[Start of Attachment]

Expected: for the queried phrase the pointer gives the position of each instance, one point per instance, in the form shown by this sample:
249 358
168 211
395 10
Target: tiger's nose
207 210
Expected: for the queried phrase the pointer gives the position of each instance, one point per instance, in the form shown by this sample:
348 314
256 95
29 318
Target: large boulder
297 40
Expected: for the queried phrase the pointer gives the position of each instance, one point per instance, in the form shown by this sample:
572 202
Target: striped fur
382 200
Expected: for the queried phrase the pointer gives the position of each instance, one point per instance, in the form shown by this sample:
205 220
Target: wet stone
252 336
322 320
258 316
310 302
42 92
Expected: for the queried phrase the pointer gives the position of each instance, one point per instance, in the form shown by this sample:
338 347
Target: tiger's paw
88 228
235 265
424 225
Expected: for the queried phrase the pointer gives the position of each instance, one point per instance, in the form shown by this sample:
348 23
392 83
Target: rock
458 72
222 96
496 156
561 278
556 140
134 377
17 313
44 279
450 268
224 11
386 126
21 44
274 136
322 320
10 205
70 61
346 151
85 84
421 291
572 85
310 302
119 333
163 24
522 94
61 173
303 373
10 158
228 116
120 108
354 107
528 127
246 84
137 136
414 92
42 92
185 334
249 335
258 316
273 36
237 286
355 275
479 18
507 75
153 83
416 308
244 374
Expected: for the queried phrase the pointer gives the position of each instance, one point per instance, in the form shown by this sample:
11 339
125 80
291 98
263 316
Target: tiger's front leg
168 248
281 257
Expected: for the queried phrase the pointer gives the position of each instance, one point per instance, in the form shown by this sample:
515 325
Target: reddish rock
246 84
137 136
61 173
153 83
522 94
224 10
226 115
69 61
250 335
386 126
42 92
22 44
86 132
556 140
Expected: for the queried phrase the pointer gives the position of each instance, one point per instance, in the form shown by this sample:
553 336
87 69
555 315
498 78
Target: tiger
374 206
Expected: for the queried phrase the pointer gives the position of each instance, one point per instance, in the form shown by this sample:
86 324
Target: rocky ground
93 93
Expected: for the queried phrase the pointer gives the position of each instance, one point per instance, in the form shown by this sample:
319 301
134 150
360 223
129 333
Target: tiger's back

[End of Attachment]

> WORK ORDER: Write out the whole listing verbatim.

> PROBLEM SOLUTION:
Expected: for the queried phrase the pointer gives the position of each instance, one point per instance, in the form shown by this sample:
249 358
168 211
395 10
Target: tiger's nose
207 210
Expected: for the queried phrase the pointer gives the position of each instance, one point per instance, in the form shown by this sample:
348 314
256 95
29 318
Target: large boulder
297 40
Expected: for the queried phrase the pointer gives the position of each instance, one point per instance, in the form shown by this sample:
572 202
Target: striped fur
382 200
Expected: for the queried phrase the pointer gives the position of each instance, one point per instance, in the form shown by this sample:
205 220
Target: wet stone
252 336
322 320
258 316
310 302
42 92
Expected: for the queried phrase the pointer gives the position of each instance, one point per instance, in the form shown by this sample:
338 347
Target: tiger's paw
88 228
235 265
424 225
Expected: for the queried phrase the pointer gives the position of each instance, one point per instance, in the form shown by this sample:
348 23
392 83
Target: rock
458 72
222 96
496 156
561 278
556 140
134 377
17 313
44 279
450 268
224 11
386 126
21 44
274 136
322 320
10 205
70 61
346 151
85 84
421 291
572 85
310 302
119 333
163 24
522 94
61 173
303 373
10 158
228 116
120 108
354 107
528 127
246 84
137 136
414 92
42 92
185 334
249 335
258 316
273 36
237 286
355 275
479 18
507 75
153 83
416 308
244 374
Expected: for the queried phrase the pointer gives the position of each instance, one point per instance, in the form shown by this sample:
11 339
125 80
291 98
263 316
Target: tiger's front leg
168 248
281 257
Expected: for the queried phrase the pointer gives the position of each instance, one point per instance, in the form shown by this sample:
515 325
Target: reddish rock
246 84
137 136
61 173
153 83
522 94
224 10
226 115
69 61
250 335
386 126
42 92
22 44
86 132
556 140
Expected: for the queried phrase the pointer gives the position of each instance, one point per instance, in the form shown by this sample:
553 336
87 69
555 315
498 78
Target: tiger
374 206
Expected: for the queried phrase the pointer gives the position of each instance, one point per instance, in the form shown by this sample:
86 324
Target: rocky ground
93 93
Expected: for the queried phrase the pointer gives the position of each instance, one point per instance, in the form shown by this sample:
319 301
134 150
360 223
129 333
Target: tiger's back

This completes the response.